Source document ->
↓↓↓

Even if you insist on a pure game theory perspective GP's ultimatum makes sense, though - it sought to address an imbalance in investment by saying either invest more in me or allow me to invest less in you.
> (edit: France has legislated 35 as full time - overtime must be paid for hours >35. They are currently considering revising this to 32).
That's great. The parent poster should consider moving to France, where, I understand, there are far fewer tech jobs that pay near what can be earned at large tech firms in the US. I'd be willing to bet money that trade will not result in 25% fewer hours for the same US pay.
> Even if you insist on a pure game theory perspective GP's ultimatum makes sense, though - it sought to address an imbalance in investment by saying either invest more in me or allow me to invest less in you.
Given that the parent poster apparently didn't even submit his ultimatum to his employer, and his employer apparently didn't fight to keep him...
Even in this very difficult environment, most of the people in my network who are hiring in tech/digital media companies are remaining very selective about who they hire. Yes, it sucks to not have the desired staffing levels, but it sucks more to hire the wrong people or keep people who are toxic or ask for way more than they're realistically worth on the mistaken assumption that just because there's a labor shortage, they can demand anything.
All of your replies sound like the same desperate defenses I see crappy managers make over and over. Just blame the employees.

↑↑↑

Data items:

↓↓↓

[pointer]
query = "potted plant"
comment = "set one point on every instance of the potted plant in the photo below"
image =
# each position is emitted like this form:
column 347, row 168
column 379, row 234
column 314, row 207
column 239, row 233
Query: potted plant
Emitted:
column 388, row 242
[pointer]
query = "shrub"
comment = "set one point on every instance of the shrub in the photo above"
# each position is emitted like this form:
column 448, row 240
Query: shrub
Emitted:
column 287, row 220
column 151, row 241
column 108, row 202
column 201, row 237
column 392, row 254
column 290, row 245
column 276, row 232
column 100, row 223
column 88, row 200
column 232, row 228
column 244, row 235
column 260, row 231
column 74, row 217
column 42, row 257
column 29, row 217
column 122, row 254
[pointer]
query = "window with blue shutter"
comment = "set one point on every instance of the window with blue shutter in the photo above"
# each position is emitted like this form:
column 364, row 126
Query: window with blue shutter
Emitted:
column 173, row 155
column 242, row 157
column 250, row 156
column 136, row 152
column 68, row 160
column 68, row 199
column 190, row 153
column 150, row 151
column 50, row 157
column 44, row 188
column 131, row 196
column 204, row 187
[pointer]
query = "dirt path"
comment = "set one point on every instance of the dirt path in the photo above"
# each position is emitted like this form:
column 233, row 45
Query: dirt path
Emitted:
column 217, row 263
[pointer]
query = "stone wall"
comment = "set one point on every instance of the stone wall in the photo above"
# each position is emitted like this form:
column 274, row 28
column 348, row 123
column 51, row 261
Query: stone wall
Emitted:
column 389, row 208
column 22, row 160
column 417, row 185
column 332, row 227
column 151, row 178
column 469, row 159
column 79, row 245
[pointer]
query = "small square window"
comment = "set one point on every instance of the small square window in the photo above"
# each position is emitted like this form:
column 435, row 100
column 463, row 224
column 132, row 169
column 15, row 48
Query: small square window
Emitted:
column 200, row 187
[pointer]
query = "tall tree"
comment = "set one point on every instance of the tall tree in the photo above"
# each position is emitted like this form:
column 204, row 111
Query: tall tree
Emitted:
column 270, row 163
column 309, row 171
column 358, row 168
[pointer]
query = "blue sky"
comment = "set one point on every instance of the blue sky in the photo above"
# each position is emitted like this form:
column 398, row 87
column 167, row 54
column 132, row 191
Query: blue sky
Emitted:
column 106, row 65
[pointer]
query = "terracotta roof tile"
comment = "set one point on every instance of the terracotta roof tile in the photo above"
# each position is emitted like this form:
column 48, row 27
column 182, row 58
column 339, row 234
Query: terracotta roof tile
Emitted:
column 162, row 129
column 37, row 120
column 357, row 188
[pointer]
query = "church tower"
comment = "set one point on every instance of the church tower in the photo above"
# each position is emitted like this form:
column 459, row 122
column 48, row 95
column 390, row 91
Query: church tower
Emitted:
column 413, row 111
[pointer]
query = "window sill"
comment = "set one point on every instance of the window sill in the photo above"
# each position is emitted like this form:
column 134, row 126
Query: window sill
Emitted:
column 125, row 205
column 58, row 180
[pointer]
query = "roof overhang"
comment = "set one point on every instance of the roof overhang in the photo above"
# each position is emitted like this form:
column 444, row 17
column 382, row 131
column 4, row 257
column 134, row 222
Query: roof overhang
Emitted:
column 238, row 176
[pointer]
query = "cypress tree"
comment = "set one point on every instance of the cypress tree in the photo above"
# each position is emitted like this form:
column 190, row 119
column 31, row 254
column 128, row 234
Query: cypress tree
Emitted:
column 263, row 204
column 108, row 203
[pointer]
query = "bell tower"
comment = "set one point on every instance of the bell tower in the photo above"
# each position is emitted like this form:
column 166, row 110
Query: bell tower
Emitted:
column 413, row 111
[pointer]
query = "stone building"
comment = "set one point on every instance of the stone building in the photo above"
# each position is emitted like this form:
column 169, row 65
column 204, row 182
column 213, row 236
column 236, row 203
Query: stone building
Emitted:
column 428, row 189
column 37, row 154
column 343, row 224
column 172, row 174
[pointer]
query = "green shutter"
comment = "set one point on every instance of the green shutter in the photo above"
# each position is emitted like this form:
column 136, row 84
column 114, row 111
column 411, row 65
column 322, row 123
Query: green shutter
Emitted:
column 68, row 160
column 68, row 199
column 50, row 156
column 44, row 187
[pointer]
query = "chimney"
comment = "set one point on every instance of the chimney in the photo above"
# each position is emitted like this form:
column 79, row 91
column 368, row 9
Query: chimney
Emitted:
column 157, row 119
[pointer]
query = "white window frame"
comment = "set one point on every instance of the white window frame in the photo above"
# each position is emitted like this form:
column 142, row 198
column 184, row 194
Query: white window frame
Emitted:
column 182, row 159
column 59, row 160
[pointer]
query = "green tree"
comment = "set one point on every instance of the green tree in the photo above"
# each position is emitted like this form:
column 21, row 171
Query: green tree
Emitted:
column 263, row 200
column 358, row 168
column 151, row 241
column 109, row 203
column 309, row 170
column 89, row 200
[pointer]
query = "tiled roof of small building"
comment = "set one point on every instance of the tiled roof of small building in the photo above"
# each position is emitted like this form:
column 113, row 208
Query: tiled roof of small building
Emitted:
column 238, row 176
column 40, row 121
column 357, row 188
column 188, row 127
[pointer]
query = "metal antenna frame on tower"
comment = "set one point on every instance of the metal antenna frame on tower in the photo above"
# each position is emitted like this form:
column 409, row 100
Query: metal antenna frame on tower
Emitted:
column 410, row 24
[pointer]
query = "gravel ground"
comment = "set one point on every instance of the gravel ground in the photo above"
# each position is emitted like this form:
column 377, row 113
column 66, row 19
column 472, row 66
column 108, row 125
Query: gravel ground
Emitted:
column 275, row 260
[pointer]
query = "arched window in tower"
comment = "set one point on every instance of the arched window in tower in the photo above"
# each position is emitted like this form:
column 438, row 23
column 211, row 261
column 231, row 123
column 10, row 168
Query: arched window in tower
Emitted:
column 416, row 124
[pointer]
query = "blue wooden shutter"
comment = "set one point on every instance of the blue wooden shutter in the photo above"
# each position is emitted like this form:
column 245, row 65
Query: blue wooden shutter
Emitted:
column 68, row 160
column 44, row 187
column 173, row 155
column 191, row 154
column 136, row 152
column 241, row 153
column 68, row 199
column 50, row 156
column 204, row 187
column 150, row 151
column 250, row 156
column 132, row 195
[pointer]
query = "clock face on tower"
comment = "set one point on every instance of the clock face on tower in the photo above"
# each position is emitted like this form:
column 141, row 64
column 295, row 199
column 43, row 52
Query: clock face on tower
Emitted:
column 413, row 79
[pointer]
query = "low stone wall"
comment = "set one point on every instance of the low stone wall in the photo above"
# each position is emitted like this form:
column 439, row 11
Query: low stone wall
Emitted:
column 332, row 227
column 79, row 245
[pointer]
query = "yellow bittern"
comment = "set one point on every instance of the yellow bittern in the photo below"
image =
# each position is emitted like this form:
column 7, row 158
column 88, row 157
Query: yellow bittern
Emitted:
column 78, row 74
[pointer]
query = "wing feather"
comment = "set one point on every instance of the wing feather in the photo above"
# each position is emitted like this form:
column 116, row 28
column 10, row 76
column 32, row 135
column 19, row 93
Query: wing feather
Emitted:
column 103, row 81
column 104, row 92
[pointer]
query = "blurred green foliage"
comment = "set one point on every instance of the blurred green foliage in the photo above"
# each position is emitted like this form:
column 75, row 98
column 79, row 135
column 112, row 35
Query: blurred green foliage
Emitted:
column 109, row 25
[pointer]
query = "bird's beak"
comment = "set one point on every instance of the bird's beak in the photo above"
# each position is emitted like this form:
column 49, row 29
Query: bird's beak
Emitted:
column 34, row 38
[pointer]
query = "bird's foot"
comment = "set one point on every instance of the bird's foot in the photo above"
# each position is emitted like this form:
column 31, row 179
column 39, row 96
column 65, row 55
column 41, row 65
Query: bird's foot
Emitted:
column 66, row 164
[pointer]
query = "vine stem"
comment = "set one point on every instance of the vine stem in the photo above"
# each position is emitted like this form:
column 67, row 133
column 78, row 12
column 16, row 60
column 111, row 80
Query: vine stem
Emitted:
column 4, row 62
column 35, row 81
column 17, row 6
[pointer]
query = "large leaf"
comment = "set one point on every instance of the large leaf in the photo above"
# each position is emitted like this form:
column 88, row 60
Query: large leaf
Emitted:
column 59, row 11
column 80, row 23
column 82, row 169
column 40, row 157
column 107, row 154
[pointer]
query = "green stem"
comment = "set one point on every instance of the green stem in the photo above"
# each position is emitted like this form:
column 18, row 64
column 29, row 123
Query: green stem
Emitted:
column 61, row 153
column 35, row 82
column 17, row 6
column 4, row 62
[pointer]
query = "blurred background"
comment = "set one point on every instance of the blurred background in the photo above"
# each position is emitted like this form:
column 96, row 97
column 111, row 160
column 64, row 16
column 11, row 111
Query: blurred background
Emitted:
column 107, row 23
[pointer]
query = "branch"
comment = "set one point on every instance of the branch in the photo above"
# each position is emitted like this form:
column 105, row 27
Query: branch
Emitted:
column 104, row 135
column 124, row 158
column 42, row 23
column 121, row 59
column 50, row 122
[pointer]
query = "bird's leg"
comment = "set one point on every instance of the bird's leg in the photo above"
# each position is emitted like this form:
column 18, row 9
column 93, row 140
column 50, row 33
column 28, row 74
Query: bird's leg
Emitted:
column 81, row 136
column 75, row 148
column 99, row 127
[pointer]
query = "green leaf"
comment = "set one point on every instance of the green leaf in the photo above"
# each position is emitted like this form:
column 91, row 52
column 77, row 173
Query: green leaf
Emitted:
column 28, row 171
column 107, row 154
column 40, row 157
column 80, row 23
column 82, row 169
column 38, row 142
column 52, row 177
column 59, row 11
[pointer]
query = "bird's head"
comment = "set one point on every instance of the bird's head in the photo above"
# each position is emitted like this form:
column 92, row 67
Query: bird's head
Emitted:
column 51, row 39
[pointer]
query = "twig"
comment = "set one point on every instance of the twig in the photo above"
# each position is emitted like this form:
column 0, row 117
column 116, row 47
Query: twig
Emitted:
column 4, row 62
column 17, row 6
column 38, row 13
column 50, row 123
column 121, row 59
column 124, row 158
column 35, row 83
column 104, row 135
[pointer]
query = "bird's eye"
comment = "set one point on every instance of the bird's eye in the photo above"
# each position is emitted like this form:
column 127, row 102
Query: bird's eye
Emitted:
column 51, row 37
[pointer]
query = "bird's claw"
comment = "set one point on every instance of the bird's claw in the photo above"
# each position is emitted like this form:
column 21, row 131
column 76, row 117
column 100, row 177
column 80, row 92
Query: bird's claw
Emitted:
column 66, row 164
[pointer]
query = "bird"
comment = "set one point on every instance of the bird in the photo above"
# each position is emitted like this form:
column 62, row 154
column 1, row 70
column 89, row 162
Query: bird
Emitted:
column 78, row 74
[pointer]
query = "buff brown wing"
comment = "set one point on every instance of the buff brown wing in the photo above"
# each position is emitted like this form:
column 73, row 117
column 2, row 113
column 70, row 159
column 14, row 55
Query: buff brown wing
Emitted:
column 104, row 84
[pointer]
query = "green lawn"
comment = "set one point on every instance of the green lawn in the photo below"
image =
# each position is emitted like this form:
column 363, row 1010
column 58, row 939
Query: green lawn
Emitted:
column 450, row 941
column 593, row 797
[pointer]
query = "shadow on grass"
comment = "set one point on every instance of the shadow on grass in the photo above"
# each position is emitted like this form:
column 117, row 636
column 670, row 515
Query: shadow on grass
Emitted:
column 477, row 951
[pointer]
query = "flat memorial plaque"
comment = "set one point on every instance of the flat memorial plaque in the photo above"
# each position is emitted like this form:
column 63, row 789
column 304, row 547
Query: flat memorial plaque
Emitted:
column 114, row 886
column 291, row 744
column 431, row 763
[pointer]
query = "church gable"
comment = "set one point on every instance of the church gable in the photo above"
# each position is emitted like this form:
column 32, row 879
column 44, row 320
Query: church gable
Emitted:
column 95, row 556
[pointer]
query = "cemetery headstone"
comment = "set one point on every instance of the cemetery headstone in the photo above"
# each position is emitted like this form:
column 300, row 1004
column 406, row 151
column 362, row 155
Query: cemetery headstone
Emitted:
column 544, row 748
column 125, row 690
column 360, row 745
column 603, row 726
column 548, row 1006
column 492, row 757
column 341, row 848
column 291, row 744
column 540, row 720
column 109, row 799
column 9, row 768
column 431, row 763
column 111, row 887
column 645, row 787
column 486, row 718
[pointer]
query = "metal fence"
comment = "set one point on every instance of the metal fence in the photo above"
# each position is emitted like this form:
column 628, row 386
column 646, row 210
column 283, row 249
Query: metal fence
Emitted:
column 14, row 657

↑↑↑

Check your understanding ->
(a) Answer these questions using the discussion thread:
(i) How many hours has France legislated as full time?
(ii) What did the parent poster apparently not submit to his employer?
(iii) What are most people hiring in tech/digital media companies in the writer's network remaining about who they hire?
(b) Print the discussion thread from "Given that the" to "blame the employees.".
(c) Write the next part of the discussion thread, starting after its final sentence.

Solved problems ->
(a)
(i) 35 hours
(ii) His ultimatum
(iii) Very selective

(b)
Given that the parent poster apparently didn't even submit his ultimatum to his employer, and his employer apparently didn't fight to keep him...
Even in this very difficult environment, most of the people in my network who are hiring in tech/digital media companies are remaining very selective about who they hire. Yes, it sucks to not have the desired staffing levels, but it sucks more to hire the wrong people or keep people who are toxic or ask for way more than they're realistically worth on the mistaken assumption that just because there's a labor shortage, they can demand anything.
All of your replies sound like the same desperate defenses I see crappy managers make over and over. Just blame the employees.

(c)
Contrary to what plenty of people seem to think, companies are not always (or even often) efficient and managers do not always (or even often) operate with logic. Just because a company doesn't fight to keep an employee doesn't mean the employee is dogshit. Last team I left had over 50% turnover before I put in my resignation. No one gave me an exit interview or asked why I was leaving. I had no demands because nothing could have made me stay, but they didn't know that. It should be common sense at that point to ask questions. If your team has people leaving in droves, there's a problem. It's not just coincidence. And while companies not making more of an effort to retain employees over hiring new ones may be anecdotal, as the OP explained, I've yet to see anyone offer much in the way of evidence to the contrary.
the crappy manager posting blamed everything on the leaving employee calling him not thoughtful, unimportant and uncommited and attributed the lack of exit interview to the coroprate super power of remote sensing. Laser vision so sharp there is no need to ask anything.
These are all great indicators that one should leave asap. The value you produce doesnt rub off on your value as an employee.
Lmao the butt hurt manager making a throwaway to blame employees in reply to a comment about how managers/companies blame employees without introspection. You really showed me
Companies who want to keep staff need to proactively work this out rather than wait for employees to make demands, or you end up only with employees prepared to make demands. Not everyone is emotionally or culturally comfortable with that. It is a management problem. Thankfully many companies are tackling the issue because diversity, as one of the numerous reasons there are things like gender pay gaps is that people in many less privileged social groups are uncomfortable or unwilling to make demands of their employer.
Because the demands being satisfied elsewhere is proof that those demands are the minimum required to keep the employee - after all, what a company wants to pay is the minimum viable pay for the worker to work.
So...you wanted to work 25% LESS, doing the same job, at the same company, and make more money? That's the pitch?
Even better:
> I was leaving to move to my own company
As a good friend likes to put it:
"I run my own business, which gives me complete freedom."
"Now, seven days a week, I get to choose which twenty hours of the day
I want to work for just over minimum wage"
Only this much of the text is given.